Object location annotation data
****
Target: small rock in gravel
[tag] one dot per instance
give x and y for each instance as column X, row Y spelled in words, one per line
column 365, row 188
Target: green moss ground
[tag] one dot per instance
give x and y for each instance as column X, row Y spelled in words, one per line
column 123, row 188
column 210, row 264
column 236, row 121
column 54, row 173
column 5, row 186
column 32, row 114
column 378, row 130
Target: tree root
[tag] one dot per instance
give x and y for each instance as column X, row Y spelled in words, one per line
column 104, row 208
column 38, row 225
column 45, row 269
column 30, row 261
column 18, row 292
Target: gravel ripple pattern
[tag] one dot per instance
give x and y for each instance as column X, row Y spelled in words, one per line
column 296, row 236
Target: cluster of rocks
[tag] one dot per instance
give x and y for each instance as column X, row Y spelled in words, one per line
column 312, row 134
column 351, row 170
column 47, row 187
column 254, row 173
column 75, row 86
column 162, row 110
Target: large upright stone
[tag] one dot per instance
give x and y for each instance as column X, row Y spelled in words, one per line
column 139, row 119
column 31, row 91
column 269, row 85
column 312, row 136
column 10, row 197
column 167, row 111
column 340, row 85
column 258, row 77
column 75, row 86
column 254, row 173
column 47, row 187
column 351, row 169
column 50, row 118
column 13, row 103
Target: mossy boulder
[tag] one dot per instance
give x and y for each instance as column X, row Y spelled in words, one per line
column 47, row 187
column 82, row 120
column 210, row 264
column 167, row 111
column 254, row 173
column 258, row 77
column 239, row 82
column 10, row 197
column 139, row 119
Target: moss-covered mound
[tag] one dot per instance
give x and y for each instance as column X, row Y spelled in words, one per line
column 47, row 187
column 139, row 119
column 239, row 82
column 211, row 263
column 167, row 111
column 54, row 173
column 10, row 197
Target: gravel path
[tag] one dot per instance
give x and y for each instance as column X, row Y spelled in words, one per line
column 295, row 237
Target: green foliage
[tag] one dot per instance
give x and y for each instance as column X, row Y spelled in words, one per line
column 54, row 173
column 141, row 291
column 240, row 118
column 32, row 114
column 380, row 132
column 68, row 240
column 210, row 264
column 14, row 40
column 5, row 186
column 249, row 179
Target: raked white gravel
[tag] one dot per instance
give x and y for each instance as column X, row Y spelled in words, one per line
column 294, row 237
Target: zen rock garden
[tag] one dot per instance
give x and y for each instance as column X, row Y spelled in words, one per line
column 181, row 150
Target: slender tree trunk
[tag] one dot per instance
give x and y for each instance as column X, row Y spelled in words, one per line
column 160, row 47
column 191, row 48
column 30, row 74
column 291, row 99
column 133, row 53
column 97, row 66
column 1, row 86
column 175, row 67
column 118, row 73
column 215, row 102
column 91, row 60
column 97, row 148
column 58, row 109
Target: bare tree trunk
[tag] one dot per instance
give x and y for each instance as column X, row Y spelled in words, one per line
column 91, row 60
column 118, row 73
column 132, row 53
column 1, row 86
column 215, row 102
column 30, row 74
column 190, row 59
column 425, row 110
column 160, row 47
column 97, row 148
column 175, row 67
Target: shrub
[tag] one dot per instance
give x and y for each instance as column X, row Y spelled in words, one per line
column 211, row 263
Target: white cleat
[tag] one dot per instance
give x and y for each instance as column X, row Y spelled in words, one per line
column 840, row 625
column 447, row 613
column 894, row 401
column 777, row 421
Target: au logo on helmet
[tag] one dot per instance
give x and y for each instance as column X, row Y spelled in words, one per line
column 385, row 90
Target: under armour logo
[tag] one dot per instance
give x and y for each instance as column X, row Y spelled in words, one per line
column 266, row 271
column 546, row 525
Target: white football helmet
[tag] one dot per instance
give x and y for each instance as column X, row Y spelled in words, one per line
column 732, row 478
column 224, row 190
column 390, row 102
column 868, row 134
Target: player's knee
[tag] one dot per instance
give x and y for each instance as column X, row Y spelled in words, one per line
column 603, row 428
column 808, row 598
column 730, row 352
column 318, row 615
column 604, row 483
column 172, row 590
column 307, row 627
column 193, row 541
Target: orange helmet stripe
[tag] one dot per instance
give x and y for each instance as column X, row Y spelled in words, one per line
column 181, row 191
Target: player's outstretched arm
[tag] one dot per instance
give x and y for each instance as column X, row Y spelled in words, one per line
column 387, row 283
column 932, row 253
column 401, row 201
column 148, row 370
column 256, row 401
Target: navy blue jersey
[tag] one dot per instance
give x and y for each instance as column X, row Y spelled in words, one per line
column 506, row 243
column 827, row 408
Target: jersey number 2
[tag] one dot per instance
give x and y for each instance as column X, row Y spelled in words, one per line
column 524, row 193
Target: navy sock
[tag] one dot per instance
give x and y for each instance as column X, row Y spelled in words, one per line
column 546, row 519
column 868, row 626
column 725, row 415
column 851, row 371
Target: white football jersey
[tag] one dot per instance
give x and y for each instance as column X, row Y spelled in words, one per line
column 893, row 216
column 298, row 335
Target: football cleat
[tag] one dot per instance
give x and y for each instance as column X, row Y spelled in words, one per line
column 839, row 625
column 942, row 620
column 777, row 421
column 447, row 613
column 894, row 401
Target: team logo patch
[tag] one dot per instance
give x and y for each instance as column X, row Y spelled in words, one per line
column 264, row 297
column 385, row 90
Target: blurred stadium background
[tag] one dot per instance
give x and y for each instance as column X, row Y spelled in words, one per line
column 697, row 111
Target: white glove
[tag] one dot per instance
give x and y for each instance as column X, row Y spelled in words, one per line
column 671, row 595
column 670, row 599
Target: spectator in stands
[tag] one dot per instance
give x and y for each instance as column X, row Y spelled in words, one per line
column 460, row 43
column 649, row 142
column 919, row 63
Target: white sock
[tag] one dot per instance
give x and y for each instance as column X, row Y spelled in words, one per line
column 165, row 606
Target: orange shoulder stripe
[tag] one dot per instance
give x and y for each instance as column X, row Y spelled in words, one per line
****
Please output all of the data above word for word, keeping every line unchanged.

Target: small rock in gravel
[tag] one dot per instance
give x and y for each instance as column X, row Y spelled in words, one per line
column 365, row 188
Target: green moss ground
[tag] one dot per instance
give x and y for each instance as column X, row Y spelled in words, one per line
column 123, row 188
column 210, row 264
column 236, row 121
column 54, row 173
column 5, row 186
column 32, row 114
column 378, row 130
Target: tree root
[tag] one dot per instance
give x and y for each instance as column X, row Y spelled in words, one per line
column 104, row 208
column 38, row 225
column 45, row 269
column 30, row 261
column 18, row 292
Target: gravel ripple pattern
[tag] one dot per instance
give x and y for each instance as column X, row Y spelled in words, one per line
column 296, row 236
Target: cluster of rocks
[tag] one dot per instance
give x and y for each instance as column X, row Y spelled in words, one per line
column 312, row 134
column 351, row 170
column 47, row 187
column 254, row 173
column 75, row 86
column 162, row 110
Target: large upright stone
[tag] one dot per instance
give x and y for each instance as column X, row Y spelled in words, one per line
column 139, row 119
column 31, row 91
column 269, row 85
column 312, row 136
column 10, row 197
column 167, row 111
column 340, row 85
column 258, row 77
column 75, row 86
column 254, row 173
column 47, row 187
column 351, row 169
column 50, row 118
column 13, row 103
Target: mossy boulder
[tag] one dot per instance
give x and y for each instance as column X, row Y spelled in words, one per line
column 47, row 187
column 82, row 120
column 210, row 264
column 167, row 111
column 254, row 173
column 258, row 77
column 239, row 82
column 10, row 197
column 139, row 119
Target: moss-covered mound
[tag] one dot per instance
give x and y for each instance as column X, row Y spelled in words, one per line
column 47, row 187
column 139, row 119
column 239, row 82
column 211, row 263
column 167, row 111
column 54, row 173
column 10, row 197
Target: gravel path
[tag] one dot per instance
give x and y for each instance as column X, row Y spelled in words, one per line
column 295, row 237
Target: green foliage
[tag] one dot per instance
give x and y for each instance as column X, row Y spelled in words, one per line
column 54, row 173
column 141, row 291
column 240, row 118
column 32, row 114
column 380, row 132
column 68, row 240
column 210, row 264
column 14, row 40
column 5, row 186
column 249, row 179
Target: raked white gravel
[tag] one dot per instance
give x and y for each instance as column X, row Y spelled in words, one per line
column 294, row 237
Target: zen rock garden
[tag] one dot per instance
give x and y for each instance as column X, row Y spelled in words, one per line
column 181, row 150
Target: slender tree trunk
[tag] one dot per instance
give x and y for each instance as column X, row Y spelled in words, one per line
column 160, row 47
column 191, row 48
column 30, row 74
column 291, row 99
column 133, row 53
column 97, row 66
column 1, row 86
column 175, row 67
column 118, row 73
column 215, row 102
column 91, row 60
column 97, row 148
column 58, row 109
Target: bare tree trunk
[tag] one dot per instance
give x and y for each instance as column X, row Y spelled in words, one per line
column 91, row 60
column 118, row 73
column 132, row 53
column 1, row 86
column 215, row 102
column 30, row 74
column 190, row 59
column 425, row 110
column 160, row 47
column 97, row 148
column 175, row 67
Target: shrub
[tag] one dot per instance
give x and y for each instance as column X, row Y spelled in words, one per line
column 211, row 263
Target: white cleat
[tag] one dot per instance
give x and y for each instance as column X, row Y spelled in words, one per line
column 840, row 625
column 447, row 613
column 894, row 401
column 777, row 421
Target: au logo on helmet
[tag] one dot per instance
give x and y for each instance as column X, row Y spelled in words, one per line
column 385, row 90
Target: under armour logo
[tag] one dot per instance
give x and y for each instance as column X, row Y spelled in words, one per line
column 266, row 271
column 546, row 525
Target: white football helmet
[tag] one dot per instance
give x and y for each instance as column X, row Y spelled in words, one per line
column 732, row 478
column 224, row 190
column 390, row 102
column 868, row 134
Target: player's knee
[tag] one dot per instance
give x and y for each instance as column X, row Y spelled in words, one per line
column 603, row 428
column 808, row 598
column 730, row 352
column 318, row 615
column 604, row 483
column 172, row 590
column 307, row 627
column 193, row 541
Target: orange helmet stripe
[tag] one dot per instance
give x and y for each instance as column X, row Y spelled in words, one per line
column 181, row 191
Target: player's outstretched arm
[tag] one dot per instance
give x and y for each instance as column X, row Y spelled in words, one per line
column 387, row 283
column 932, row 253
column 401, row 201
column 148, row 370
column 256, row 401
Target: navy blue jersey
[tag] one dot per instance
give x and y for each instance as column X, row Y spelled in words, one per line
column 506, row 243
column 827, row 408
Target: jersey number 2
[tag] one dot per instance
give x and y for each instance as column X, row Y spelled in words, one per line
column 524, row 193
Target: navy sock
[tag] one dot per instance
give x and y for each instance as column X, row Y spelled in words, one per line
column 546, row 519
column 868, row 626
column 725, row 415
column 851, row 371
Target: white football jersey
[tag] one dot per instance
give x and y for each instance as column X, row Y spelled in words, one per line
column 893, row 216
column 298, row 335
Target: football cleat
[tag] one dot per instance
give x and y for each instance as column X, row Y spelled in words, one per line
column 839, row 625
column 942, row 620
column 777, row 421
column 447, row 613
column 894, row 401
Target: team logo patch
[tag] one dot per instance
give x and y for each instance as column X, row Y spelled in words, one per line
column 264, row 297
column 385, row 90
Target: blurred stadium background
[tag] one dot per instance
give x and y for each instance as column X, row Y spelled in words, one per line
column 697, row 111
Target: white glove
[tag] one dot per instance
give x and y for each instance as column X, row Y spelled in words, one per line
column 671, row 595
column 670, row 599
Target: spectator in stands
[tag] one dot per instance
give x and y for each instance as column X, row Y spelled in words, one per line
column 460, row 43
column 649, row 142
column 919, row 63
Target: white sock
[tag] one dot per instance
give x and y for each instance as column X, row Y spelled in words, one per line
column 165, row 606
Target: orange shoulder stripe
[tag] one dot per instance
give x and y for each instance as column X, row Y spelled in words, one per line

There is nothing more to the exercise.